**TASK REQUIREMENTS:** The required answer is every line of the data containing the word "fireplace".

◆ ◆ ◆ ◆

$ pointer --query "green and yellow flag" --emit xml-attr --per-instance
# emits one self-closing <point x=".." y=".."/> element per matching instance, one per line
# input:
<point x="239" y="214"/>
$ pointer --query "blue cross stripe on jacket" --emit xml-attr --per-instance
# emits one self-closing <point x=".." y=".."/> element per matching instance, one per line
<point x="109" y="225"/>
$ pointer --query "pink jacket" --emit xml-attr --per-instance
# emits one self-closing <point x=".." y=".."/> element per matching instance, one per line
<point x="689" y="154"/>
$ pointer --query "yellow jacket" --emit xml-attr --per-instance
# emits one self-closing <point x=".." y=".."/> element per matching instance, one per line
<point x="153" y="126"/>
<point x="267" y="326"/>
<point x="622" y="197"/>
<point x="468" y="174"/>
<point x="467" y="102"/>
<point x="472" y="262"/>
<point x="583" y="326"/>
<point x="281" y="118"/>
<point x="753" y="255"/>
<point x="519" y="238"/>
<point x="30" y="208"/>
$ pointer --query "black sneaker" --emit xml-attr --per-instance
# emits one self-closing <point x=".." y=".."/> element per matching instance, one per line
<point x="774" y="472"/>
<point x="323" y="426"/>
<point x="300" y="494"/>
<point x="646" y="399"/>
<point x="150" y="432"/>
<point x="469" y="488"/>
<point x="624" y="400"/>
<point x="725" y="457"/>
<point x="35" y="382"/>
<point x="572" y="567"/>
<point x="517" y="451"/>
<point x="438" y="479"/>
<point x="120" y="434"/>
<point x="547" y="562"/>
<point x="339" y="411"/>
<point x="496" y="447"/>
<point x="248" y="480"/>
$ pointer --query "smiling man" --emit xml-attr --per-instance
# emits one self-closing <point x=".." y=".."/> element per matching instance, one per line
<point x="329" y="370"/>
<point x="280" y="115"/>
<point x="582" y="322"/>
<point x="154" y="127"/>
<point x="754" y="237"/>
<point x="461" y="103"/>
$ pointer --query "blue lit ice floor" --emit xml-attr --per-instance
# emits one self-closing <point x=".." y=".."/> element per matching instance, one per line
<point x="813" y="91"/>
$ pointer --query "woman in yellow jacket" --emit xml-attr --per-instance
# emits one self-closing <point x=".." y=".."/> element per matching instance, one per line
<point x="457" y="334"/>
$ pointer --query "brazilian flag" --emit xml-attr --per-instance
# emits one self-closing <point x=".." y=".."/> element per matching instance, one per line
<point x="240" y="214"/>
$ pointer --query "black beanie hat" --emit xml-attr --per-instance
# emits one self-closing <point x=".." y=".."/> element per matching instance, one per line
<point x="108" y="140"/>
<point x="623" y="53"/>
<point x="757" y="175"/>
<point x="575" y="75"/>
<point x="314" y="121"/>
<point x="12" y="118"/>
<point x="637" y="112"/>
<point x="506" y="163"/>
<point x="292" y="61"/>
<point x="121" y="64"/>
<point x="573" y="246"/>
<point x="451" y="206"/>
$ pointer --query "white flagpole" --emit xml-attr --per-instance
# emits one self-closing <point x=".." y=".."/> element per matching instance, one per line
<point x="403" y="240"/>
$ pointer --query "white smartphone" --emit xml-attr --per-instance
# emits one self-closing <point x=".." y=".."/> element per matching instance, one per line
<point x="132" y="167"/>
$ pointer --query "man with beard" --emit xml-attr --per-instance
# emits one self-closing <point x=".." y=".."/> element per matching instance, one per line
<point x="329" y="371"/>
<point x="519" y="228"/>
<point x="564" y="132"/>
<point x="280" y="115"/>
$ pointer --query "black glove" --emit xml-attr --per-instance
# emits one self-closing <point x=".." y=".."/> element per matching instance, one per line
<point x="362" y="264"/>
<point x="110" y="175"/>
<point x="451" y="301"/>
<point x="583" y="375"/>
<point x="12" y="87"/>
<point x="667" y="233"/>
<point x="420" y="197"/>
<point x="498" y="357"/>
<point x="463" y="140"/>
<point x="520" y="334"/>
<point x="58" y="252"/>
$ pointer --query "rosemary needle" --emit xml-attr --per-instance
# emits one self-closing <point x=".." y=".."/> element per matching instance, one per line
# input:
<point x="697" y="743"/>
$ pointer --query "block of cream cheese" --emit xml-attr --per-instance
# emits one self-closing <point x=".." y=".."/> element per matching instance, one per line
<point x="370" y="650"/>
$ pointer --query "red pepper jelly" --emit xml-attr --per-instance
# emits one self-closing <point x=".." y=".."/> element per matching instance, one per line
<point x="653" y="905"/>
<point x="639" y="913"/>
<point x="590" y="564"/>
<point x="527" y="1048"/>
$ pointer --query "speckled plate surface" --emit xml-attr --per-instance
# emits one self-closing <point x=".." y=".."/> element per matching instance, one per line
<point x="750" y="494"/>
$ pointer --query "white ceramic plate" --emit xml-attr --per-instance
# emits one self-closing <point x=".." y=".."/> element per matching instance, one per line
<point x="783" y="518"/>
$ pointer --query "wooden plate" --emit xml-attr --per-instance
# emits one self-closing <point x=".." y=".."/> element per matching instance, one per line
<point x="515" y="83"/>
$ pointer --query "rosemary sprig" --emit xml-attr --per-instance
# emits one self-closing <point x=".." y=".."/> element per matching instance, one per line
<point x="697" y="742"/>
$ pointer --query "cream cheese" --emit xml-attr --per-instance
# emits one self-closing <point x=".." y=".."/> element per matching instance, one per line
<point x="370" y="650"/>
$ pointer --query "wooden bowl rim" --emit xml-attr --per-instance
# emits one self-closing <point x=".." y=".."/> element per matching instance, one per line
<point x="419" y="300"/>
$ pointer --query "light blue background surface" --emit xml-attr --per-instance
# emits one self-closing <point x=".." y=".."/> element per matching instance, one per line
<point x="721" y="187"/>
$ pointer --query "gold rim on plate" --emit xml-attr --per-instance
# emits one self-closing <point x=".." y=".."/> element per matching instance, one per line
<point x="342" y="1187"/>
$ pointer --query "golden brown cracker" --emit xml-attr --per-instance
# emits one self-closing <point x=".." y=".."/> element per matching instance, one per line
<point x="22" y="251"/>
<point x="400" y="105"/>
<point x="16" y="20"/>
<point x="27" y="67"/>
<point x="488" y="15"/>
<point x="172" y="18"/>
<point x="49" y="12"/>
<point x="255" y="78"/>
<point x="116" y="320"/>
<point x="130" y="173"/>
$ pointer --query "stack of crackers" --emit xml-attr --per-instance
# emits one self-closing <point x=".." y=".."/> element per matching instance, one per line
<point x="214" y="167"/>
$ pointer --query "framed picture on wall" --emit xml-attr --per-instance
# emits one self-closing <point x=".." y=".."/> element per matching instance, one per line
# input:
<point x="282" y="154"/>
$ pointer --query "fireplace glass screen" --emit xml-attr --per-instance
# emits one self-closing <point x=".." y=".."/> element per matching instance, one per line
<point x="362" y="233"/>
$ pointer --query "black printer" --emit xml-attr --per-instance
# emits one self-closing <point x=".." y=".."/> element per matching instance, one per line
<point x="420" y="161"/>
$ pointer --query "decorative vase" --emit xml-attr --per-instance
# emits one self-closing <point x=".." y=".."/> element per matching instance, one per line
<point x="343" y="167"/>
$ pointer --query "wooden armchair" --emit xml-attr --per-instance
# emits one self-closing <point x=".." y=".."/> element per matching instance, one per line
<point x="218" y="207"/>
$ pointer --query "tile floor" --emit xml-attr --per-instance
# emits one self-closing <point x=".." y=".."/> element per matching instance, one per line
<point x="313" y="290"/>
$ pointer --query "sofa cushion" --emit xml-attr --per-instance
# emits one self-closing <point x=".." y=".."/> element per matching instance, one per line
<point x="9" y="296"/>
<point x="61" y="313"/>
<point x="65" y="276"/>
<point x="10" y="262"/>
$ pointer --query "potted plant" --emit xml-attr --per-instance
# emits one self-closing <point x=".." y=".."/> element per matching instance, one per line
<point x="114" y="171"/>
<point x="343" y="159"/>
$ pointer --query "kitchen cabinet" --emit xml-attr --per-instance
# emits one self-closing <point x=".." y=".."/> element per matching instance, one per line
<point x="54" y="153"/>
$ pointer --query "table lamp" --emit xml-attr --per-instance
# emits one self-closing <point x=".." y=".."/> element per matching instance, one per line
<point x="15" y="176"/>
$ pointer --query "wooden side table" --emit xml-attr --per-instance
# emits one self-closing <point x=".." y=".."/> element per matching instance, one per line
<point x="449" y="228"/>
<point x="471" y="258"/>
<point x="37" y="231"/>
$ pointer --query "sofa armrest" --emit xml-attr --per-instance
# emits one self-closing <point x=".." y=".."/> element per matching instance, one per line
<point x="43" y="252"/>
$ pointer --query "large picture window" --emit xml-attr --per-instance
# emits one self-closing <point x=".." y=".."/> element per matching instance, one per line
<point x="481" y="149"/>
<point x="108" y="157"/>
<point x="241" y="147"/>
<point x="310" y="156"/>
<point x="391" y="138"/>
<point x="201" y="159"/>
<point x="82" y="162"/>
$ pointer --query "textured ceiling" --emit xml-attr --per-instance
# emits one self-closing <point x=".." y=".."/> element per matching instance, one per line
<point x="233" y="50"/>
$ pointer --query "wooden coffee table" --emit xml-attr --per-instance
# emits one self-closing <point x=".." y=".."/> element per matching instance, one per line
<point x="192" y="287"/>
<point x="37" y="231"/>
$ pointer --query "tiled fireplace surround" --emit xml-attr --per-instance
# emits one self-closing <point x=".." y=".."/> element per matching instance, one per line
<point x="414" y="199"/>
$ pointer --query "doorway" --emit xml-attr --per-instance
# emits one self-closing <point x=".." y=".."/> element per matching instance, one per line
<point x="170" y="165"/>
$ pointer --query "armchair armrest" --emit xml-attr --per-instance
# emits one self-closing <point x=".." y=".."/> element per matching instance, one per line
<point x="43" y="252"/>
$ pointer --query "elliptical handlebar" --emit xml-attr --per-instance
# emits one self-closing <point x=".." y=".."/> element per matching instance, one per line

◆ ◆ ◆ ◆

**REPLY:**
$ pointer --query "fireplace glass screen" --emit xml-attr --per-instance
$ pointer --query "tiled fireplace surround" --emit xml-attr --per-instance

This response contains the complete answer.